* [Brief]:
Write out the listing exactly, dropping any picture it contains.
· · ·
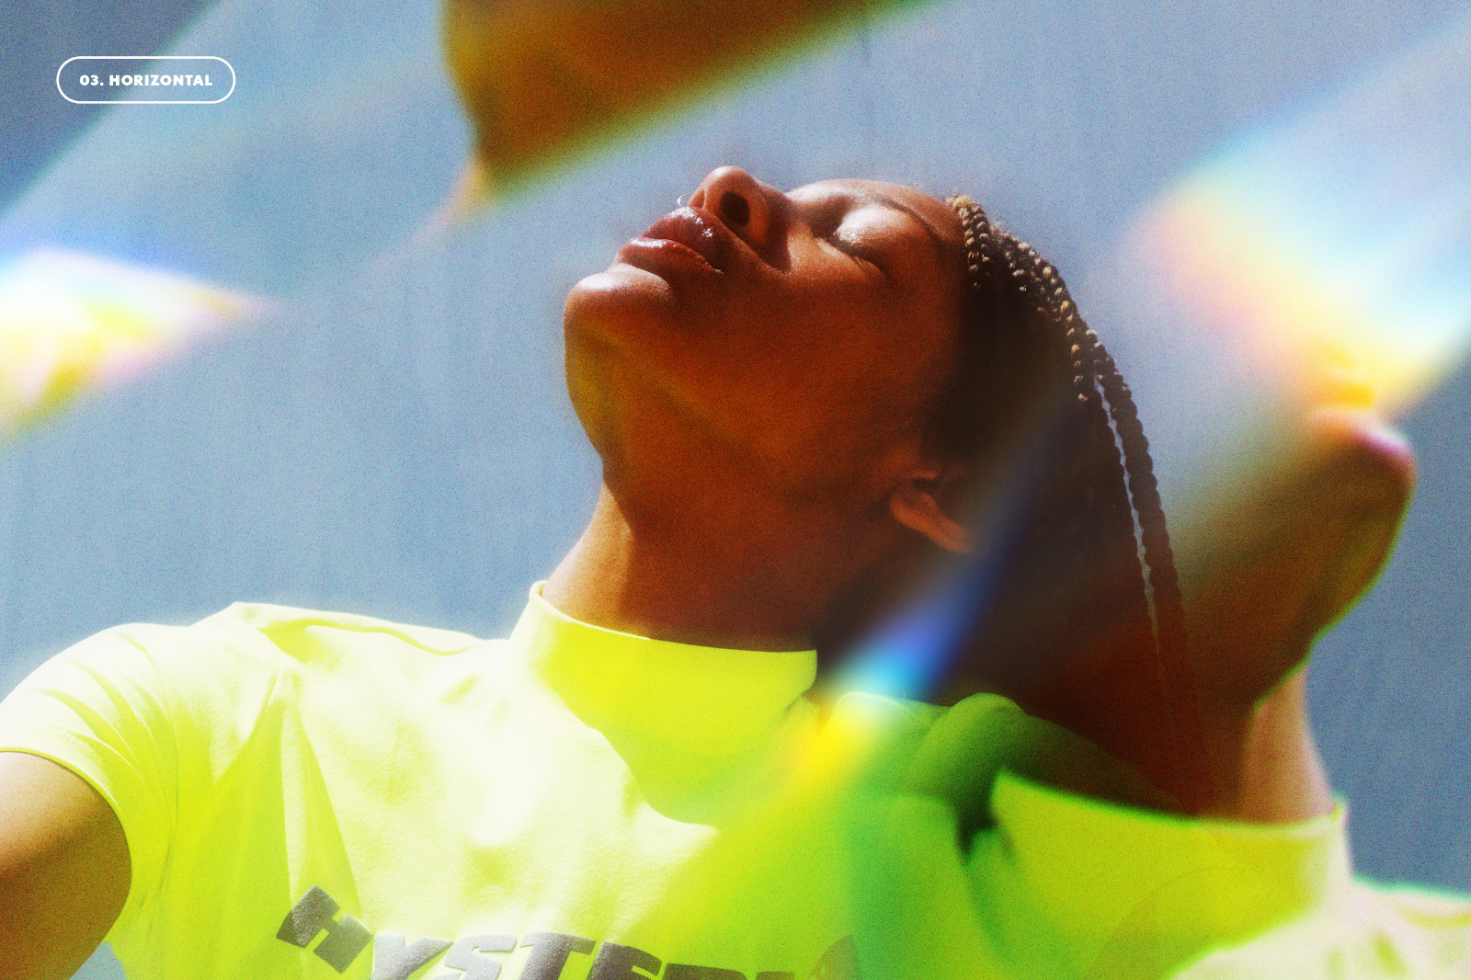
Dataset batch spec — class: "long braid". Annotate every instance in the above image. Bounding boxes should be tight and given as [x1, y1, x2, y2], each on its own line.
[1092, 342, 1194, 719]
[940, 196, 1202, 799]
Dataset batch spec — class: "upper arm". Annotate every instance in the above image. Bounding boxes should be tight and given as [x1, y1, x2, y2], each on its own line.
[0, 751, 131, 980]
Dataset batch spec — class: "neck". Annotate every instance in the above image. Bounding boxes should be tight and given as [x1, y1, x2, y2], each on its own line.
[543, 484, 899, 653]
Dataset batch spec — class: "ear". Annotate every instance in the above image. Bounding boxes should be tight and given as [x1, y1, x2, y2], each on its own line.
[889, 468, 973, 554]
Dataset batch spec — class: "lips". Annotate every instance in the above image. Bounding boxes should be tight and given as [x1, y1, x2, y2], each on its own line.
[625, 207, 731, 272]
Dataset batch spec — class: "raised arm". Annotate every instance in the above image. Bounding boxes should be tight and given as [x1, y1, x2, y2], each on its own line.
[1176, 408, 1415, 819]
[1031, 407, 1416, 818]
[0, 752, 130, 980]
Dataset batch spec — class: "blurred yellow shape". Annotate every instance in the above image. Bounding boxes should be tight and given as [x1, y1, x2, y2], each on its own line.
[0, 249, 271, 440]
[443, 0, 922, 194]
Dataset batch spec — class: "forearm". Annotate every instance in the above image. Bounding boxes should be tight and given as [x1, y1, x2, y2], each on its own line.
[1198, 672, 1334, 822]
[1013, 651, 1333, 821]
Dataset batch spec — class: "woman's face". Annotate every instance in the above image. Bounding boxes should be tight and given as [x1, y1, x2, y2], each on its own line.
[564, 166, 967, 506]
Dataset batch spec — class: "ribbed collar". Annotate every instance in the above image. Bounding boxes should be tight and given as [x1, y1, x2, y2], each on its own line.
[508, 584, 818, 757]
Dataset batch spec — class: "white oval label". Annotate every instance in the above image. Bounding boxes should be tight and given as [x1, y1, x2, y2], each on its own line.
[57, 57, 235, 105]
· · ·
* [Problem solution]:
Dataset batch spec — class: "long braid". Annotate every instance in the above image. Bounding boxes should be tight and given as [x1, y1, x2, y2], each on its own line.
[1092, 342, 1194, 719]
[940, 196, 1202, 799]
Dataset batch spec — class: "upper arm". Annotate every instance in the above image. Bounding boxes should be tight and given as [x1, y1, x2, y2], each on its own line.
[0, 751, 131, 980]
Dataset batch spec — class: "neck". Annotate every instance in the above image. Bounding boxes should be tight and given as [x1, y1, x2, y2], each on its own line.
[543, 484, 899, 653]
Dataset batch spec — class: "ear". Annotate every instance in the above image. Bounding boxes should be tight and given as [x1, y1, x2, y2], each on its own line.
[889, 468, 973, 554]
Dataset batch spec — class: "lips". Annotate every instance in the above image. Bounding boxes should be tight and given as [x1, y1, x2, y2], each on its own line.
[625, 207, 731, 272]
Dataset batch spec — class: "raised arm". Annotate every instance in the above image. Bounding boxes should be tight and given as [x1, y1, x2, y2], each on its own line.
[1176, 408, 1415, 819]
[1031, 407, 1416, 818]
[0, 752, 130, 980]
Dataset batch spec — class: "blurred yellow shape". Annotate every instance in the above image. Bounding boxes should be tight and given as [x1, y1, x2, y2], each on its own line.
[0, 249, 271, 440]
[443, 0, 922, 194]
Dataset batch spec — class: "forearm". Annotate every instance in the above image. Bounding boxes should be tight and given as [x1, y1, x2, y2], each on its own line.
[1198, 672, 1334, 822]
[1013, 651, 1333, 821]
Dataset batch spec — class: "woman's face". Annotate every instance in the above image. Bounding boxes should be tight and given as [x1, y1, x2, y2], each on its own line.
[564, 166, 967, 506]
Dataset batch spec — class: "ribbed collar". Annotate every instance in the above image. Bounding boxes should be tight and given as [x1, y1, x2, y2], each on its own line.
[508, 584, 818, 757]
Dataset batch spec — class: "white oval label". Annotate every instance in the above image. Bounding boxes should be tight and given as [x1, y1, x2, y2], each on its own line.
[57, 57, 235, 105]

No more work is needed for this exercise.